- **Passage provided**
Simon Burgess, Conara Tasmania
Managing weeds through property development
Giving weed management a high priority during significant property developments at Vaucluse, on the South Esk River in Tasmania’s midlands, has paid dividends.
Proterra’s Vaucluse Agricultural Company purchased Vaucluse in 2015 and added neighbouring Glen Esk in 2016, taking the total area to 4400 ha. Between 2016 and 2022, the company undertook a major redevelopment of the mixed farming operation, focusing on new irrigation infrastructure.
Operating partner Simon Burgess says reconfiguring paddocks for pivot and hard hose travelling irrigators brought up many issues related to previous management and land use, not the least of which were weeds.
One pivot development on Glen Esk involved bringing seven paddocks – all with different soil types, history, fertility and weed burden – into a single management unit. There were also pine tree shelter belts, a silage and straw dump, fences, roads, pipelines and dams to contend with.
“We used EM mapping at the start of the development phase to identify drainage lines and soil suitability for cropping,” he says. “We then applied a robust knockdown herbicide to spray out the areas suitable for cropping and left the drainage lines and any waterlogged, rocky or bare areas unsprayed.”
“These areas tend to always be weedy, and it is best to leave them as non-production zones. Keeping waterways grassed to ensure good paddock drainage is very important here.”
After seven years of transitioning through the development phase and into the full production phase, the area under irrigation has almost doubled from just under 1400 ha to 2600 ha.
“Our weed management at Vaucluse acknowledges that if weeds are present, it is because that weed likes the ‘environment’ and farming practices,” says Simon. “So, we either change the current practices or accept the weed and move the affected area out of cropping.”

- **Work required**
According to the article on weed management at Vaucluse, why were the drainage lines and the waterlogged, rocky or bare areas left unsprayed during the development? The listing that follows is separate material, unrelated to the article.

- **Information supplied**

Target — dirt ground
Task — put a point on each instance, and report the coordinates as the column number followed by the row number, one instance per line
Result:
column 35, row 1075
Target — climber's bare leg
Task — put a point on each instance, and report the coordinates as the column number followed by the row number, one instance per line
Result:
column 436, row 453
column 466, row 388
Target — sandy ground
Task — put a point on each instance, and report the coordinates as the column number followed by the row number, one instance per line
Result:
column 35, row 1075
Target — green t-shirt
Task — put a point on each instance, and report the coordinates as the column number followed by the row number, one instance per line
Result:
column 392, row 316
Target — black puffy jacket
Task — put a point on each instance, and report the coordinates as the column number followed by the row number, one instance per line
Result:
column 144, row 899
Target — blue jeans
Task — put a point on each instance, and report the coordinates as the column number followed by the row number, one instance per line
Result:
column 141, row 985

- **Reply**
These areas tend to always be weedy, so it is best to leave them as non-production zones. Keeping the waterways grassed also ensures good paddock drainage.